> [QUESTIONS ON THE MATERIAL]:
**a.** In the passage on chemical safety data, where does Ralph Stuart serve as Chemical Hygiene Officer?
**b.** Write the next part of the passage on chemical safety data, picking up right after its final line.

> [EXTRACT TO READ]:
###

On March 11, 2021, Leah McEwen, chemistry librarian at Cornell University and Ralph Stuart, Chemical Hygiene Officer at Keene State College led a discussion on “Quality Data for Safer Experiments”.
We will talk about about finding and assessing the quality and relevance of chemical safety information sources. We will also discuss supporting researchers and educators with the emerging publication requirements for safety information.
Three take-aways we see from this discussion are:
- Safety considerations are part of your experimental method.
- You need quality data for risk assessment.
- Safety precautions should be described in your publications, both research and educational.

###

> [Stored entries]:
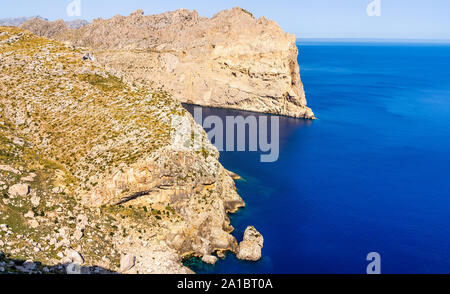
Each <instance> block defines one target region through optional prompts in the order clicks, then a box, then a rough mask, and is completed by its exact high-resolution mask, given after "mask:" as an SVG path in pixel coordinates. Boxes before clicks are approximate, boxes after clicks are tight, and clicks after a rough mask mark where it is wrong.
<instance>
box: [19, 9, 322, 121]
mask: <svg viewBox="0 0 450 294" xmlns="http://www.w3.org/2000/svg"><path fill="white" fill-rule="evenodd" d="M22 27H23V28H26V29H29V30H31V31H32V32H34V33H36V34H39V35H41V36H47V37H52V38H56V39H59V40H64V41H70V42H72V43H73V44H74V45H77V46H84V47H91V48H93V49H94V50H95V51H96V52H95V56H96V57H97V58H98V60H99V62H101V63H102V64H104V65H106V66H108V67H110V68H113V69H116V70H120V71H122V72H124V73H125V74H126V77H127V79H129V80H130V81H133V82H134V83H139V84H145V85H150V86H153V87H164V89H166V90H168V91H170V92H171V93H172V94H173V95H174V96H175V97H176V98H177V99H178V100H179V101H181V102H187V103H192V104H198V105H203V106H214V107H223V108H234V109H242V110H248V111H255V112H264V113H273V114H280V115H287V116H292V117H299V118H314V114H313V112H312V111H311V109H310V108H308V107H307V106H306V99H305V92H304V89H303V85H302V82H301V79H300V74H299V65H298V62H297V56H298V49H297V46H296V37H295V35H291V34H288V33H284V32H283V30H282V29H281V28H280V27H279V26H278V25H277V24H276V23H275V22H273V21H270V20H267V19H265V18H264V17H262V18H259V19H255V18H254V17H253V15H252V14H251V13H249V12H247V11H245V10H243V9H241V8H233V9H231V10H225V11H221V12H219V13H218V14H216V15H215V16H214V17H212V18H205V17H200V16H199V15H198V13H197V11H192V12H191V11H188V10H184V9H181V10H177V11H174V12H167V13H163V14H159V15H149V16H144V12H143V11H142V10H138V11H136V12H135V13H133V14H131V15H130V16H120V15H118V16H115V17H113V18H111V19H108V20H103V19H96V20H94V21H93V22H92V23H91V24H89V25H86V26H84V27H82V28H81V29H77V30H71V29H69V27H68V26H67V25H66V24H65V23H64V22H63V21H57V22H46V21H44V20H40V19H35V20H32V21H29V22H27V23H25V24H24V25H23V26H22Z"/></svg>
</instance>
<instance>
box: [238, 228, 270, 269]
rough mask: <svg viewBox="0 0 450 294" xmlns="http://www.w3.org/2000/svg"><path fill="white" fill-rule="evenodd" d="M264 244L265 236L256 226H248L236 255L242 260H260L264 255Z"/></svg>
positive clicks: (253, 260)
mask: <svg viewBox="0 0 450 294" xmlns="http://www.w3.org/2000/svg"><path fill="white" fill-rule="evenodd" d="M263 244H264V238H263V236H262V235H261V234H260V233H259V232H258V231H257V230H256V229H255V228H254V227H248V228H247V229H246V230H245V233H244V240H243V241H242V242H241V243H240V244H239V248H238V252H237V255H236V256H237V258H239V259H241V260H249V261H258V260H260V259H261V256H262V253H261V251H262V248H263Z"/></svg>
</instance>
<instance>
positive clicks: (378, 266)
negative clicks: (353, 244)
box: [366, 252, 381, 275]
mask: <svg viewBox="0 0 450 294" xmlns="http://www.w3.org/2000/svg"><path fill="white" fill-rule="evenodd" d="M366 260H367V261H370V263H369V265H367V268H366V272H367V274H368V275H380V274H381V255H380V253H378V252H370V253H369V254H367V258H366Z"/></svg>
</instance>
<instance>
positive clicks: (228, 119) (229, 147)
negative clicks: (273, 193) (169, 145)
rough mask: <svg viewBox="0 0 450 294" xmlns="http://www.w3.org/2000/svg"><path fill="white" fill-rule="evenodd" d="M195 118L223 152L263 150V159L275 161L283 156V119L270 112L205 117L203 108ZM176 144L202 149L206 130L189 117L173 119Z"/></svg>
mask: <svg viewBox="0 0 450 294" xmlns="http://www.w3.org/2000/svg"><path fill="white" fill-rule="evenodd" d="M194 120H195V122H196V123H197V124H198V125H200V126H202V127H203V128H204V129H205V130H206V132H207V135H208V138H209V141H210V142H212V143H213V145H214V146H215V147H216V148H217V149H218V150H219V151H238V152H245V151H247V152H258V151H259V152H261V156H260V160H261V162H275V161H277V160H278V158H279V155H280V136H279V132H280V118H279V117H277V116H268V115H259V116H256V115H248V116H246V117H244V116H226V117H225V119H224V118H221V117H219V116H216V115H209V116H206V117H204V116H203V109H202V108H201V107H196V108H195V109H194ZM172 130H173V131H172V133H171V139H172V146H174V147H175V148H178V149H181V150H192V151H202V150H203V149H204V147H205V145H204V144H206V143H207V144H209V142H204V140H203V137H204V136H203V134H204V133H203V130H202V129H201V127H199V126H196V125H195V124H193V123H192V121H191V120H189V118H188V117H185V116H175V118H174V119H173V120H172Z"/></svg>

###

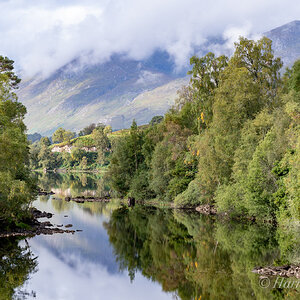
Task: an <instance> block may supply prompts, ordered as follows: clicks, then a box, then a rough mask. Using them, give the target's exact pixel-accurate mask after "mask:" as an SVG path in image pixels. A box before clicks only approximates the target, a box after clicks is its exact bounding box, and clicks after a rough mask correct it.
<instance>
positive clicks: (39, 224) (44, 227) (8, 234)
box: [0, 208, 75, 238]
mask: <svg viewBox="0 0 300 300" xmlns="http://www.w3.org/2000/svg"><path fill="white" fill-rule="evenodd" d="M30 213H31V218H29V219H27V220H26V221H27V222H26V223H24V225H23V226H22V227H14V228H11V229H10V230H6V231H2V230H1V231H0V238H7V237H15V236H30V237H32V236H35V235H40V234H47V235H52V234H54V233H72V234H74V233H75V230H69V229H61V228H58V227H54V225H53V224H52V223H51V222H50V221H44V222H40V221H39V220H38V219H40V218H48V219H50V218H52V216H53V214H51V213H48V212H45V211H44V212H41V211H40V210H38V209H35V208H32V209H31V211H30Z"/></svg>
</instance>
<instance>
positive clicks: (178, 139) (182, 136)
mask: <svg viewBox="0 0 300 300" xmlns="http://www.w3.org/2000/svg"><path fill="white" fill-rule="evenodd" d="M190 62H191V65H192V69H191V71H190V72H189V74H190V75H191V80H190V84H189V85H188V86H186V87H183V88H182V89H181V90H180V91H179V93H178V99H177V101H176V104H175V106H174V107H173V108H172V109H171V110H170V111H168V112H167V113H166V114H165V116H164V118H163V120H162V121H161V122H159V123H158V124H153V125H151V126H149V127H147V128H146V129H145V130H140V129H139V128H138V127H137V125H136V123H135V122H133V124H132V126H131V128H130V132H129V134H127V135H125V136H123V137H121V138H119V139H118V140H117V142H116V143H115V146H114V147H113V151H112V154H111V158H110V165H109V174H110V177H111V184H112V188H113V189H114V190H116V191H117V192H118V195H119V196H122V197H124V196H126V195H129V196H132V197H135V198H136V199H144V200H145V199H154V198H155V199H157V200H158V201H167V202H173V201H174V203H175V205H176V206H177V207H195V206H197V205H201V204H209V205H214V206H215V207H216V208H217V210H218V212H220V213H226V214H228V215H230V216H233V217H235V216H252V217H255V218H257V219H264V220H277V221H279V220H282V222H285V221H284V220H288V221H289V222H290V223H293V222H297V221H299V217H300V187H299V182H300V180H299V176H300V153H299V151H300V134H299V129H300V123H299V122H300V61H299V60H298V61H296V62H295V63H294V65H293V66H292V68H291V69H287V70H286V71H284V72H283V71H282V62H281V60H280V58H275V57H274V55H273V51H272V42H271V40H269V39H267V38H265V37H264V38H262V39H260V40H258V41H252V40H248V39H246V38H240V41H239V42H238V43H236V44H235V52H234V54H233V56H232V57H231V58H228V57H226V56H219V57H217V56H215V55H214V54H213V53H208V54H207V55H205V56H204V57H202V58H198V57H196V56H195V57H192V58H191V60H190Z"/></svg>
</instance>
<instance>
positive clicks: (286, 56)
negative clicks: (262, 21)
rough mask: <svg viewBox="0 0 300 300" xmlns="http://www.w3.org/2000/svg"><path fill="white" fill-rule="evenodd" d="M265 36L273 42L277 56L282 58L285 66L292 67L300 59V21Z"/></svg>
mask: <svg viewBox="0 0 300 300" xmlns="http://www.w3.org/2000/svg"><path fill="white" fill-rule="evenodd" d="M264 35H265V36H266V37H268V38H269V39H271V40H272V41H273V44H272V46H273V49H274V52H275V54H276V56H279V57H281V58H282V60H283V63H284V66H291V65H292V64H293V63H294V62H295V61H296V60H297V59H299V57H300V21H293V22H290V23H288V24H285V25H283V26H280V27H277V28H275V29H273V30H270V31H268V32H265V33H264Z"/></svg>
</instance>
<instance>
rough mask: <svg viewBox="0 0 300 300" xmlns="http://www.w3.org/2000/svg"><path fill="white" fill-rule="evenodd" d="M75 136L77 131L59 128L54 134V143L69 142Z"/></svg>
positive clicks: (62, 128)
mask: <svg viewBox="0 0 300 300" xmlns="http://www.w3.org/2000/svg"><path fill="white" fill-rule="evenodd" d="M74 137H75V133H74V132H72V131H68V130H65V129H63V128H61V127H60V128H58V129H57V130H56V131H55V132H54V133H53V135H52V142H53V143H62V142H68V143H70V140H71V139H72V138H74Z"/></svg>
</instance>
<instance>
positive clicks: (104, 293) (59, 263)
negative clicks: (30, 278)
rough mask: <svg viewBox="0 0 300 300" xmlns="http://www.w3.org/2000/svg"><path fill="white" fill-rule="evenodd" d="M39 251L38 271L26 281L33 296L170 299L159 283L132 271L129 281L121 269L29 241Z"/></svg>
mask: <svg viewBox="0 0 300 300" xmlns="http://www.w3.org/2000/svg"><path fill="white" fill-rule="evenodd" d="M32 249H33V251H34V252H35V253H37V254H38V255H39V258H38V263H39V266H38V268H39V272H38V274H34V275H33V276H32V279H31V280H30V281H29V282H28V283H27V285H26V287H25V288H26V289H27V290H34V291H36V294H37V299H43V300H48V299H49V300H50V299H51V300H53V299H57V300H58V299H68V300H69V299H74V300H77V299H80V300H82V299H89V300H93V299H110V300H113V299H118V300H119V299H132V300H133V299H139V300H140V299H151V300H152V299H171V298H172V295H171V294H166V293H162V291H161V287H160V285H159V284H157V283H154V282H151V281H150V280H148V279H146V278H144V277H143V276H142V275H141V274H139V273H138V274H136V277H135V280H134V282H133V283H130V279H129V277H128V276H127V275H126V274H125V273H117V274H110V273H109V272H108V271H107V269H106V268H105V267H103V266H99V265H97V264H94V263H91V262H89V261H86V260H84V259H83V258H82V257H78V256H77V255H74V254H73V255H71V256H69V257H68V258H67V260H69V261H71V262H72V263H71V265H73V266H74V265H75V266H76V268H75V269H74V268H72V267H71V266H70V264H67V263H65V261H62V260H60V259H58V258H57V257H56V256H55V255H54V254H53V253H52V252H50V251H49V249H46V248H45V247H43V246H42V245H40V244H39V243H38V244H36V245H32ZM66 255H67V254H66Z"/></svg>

###

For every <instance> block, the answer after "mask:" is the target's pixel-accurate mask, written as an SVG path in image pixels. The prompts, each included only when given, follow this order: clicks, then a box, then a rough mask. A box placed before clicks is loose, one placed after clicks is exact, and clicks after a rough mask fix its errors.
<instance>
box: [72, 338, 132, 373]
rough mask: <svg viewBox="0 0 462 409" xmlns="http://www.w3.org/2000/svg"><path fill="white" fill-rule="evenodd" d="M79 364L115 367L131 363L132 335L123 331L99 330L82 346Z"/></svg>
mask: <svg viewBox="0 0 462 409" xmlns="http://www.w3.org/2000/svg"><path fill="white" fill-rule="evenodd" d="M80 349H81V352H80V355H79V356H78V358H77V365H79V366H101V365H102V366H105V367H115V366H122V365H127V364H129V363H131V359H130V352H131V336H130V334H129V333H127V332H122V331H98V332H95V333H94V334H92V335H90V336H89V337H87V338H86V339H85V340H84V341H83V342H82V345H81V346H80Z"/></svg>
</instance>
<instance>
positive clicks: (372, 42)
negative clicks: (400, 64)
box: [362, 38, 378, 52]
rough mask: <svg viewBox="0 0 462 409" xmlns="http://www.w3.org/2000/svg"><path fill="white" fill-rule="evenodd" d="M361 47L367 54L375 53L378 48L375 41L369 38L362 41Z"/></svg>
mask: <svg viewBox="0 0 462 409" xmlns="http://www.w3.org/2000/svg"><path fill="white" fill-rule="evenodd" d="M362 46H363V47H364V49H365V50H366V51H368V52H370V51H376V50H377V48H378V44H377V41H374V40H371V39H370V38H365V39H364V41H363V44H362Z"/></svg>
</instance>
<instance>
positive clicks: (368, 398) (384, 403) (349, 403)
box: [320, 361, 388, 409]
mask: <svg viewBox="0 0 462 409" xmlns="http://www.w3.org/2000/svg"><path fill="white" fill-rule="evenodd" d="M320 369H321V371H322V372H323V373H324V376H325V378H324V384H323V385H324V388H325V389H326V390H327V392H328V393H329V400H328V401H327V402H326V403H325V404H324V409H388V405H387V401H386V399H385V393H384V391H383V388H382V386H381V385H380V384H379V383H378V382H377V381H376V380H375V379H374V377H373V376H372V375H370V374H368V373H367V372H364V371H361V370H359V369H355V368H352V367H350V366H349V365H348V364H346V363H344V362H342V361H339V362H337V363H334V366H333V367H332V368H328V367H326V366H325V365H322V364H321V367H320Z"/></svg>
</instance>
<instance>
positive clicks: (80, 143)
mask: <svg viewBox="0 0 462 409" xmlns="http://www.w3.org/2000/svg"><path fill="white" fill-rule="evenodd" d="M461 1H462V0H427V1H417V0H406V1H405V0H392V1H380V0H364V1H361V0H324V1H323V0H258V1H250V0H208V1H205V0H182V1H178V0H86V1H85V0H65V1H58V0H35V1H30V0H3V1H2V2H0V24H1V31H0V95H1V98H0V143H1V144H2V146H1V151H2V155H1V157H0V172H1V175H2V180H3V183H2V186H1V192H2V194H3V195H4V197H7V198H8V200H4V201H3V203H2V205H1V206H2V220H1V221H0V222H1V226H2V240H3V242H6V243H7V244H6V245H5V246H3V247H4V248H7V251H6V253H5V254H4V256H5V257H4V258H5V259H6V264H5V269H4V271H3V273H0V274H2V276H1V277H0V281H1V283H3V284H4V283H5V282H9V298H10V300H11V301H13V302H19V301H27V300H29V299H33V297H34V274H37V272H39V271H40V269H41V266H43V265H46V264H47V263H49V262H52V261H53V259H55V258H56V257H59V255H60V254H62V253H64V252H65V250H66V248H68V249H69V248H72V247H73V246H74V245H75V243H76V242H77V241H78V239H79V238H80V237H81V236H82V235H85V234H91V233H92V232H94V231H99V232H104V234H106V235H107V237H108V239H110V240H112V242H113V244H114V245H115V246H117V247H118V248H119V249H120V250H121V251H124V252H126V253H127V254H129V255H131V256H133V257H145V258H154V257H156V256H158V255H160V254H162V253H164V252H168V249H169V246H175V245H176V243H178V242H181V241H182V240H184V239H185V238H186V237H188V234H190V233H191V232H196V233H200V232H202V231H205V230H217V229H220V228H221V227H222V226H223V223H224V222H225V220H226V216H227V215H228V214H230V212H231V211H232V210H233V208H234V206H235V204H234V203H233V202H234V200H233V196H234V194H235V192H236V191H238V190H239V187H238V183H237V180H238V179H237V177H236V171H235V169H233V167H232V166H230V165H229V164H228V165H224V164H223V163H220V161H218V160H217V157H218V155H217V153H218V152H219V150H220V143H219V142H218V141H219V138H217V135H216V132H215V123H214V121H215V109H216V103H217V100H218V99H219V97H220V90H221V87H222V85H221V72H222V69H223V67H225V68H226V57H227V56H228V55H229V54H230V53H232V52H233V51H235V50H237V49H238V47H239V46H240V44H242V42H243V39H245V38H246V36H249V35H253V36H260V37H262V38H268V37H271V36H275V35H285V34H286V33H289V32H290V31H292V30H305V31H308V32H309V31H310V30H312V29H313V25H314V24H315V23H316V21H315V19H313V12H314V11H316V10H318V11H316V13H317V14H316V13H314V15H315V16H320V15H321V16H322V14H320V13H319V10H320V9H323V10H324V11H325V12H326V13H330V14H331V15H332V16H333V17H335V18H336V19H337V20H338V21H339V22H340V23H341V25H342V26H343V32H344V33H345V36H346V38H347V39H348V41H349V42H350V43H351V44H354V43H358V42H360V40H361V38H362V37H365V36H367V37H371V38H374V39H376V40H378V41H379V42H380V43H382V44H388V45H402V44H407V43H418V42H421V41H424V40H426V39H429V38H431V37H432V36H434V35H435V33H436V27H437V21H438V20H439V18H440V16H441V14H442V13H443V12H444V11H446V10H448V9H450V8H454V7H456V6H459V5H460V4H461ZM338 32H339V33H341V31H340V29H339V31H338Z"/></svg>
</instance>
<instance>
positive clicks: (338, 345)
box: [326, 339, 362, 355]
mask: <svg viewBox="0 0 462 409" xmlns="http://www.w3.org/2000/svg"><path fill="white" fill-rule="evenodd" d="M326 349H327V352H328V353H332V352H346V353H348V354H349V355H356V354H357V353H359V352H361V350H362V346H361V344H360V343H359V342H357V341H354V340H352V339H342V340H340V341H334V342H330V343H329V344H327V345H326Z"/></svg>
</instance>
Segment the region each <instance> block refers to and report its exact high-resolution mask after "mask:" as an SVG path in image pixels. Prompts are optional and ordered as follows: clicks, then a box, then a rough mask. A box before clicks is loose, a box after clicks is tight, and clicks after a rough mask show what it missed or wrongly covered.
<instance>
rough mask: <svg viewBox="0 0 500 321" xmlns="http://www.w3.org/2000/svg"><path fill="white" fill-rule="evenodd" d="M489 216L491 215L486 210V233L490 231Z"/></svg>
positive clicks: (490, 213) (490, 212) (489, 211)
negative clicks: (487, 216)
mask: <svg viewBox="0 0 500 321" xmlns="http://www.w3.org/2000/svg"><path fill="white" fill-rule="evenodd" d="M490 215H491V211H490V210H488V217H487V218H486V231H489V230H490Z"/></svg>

###

> [EXERCISE RESULTS]:
**a.** Keene State College

**b.**
Key Web Sites mentioned:
In the video:
- ACS Guidelines to Scholarly Communication Chapter on Communicating Safety Information
- ACS CCS Resources Page
- The Ever-Evolving CHAS References List
In the discussion:
- PubChem LCSS overview: https://pubchemdocs.ncbi.nlm.nih.gov/lcss
- CAS Chemical Safety Library: https://safescience.cas.org/
- Stanford Lab Safety reference page: Provides chemical safety information resources and search strategies for students, faculty, and staff working in a lab: https://guides.library.stanford.edu/lab-safety
- Overview of FAIR data in Wikipedia: https://en.wikipedia.org/wiki/FAIR_data
Chat Comments during the discussion:
From Dave Finster: Love the video. A quick reference to PubChem in the video?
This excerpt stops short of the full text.